What Makes an Engine Inference-First

Legacy data platforms optimize for rows and columns. They treat LLM calls as external black boxes through User Defined Functions (UDFs). The query engine cannot see inside these functions, preventing automatic batching, intelligent caching, operation reordering, and cost optimization.

An inference-first engine rebuilds the query optimizer with model awareness at its core. Fenic, the open-source framework from Typedef, demonstrates this architecture by embedding semantic operations directly into the DataFrame API. When the query engine sees semantic.extract() or semantic.join(), it knows this is inference with specific characteristics: high latency, token costs, batching opportunities, and caching potential.

This visibility enables optimizations impossible with traditional approaches:

• Batch API calls across rows to minimize network overhead
• Cache repeated inference patterns automatically
• Reorder operations to reduce data volume before expensive inference
• Estimate costs accurately before execution
• Self-throttle to respect provider rate limits while maximizing throughput

The result: teams build deterministic workflows on top of non-deterministic models with production-grade reliability.

* **Work to complete**
According to the source extract, what does Fenic embed directly into the DataFrame API?

Dataset records:
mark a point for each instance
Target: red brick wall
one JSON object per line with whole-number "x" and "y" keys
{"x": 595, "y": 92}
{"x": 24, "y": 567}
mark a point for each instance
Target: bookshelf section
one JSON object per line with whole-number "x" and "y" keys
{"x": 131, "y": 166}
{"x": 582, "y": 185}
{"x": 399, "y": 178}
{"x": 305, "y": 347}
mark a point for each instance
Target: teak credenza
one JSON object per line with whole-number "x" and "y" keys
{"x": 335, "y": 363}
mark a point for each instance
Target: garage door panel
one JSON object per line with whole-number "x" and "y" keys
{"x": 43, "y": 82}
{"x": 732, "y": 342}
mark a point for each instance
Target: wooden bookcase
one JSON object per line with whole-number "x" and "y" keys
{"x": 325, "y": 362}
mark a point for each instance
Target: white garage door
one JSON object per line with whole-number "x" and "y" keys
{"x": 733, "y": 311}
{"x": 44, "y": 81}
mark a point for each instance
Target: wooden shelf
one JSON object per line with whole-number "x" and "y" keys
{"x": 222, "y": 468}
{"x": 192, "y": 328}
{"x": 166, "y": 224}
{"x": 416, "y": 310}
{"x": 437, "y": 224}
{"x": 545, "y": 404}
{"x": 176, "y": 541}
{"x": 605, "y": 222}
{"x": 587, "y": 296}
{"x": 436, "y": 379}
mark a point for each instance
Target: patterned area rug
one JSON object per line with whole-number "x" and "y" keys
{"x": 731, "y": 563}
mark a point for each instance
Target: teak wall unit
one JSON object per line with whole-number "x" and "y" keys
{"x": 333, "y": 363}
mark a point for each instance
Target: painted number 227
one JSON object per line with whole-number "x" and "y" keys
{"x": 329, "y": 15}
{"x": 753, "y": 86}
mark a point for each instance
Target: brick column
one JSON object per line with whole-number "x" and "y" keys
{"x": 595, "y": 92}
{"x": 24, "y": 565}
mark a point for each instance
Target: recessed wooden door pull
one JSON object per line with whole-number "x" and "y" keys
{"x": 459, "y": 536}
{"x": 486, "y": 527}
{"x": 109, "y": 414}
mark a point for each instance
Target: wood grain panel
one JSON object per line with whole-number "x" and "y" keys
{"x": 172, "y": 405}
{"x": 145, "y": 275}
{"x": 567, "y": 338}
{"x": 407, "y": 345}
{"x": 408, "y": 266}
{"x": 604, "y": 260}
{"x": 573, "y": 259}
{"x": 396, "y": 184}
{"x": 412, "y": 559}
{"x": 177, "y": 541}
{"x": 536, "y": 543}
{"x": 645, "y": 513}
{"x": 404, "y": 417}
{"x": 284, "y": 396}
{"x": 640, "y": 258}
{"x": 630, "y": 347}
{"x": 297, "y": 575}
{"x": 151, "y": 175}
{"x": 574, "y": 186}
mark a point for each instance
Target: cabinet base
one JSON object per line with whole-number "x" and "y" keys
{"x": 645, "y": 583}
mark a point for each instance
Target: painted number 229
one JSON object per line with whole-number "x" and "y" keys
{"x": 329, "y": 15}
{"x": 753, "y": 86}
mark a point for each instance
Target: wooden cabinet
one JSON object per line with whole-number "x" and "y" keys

* **Finished exercise**
Semantic operations.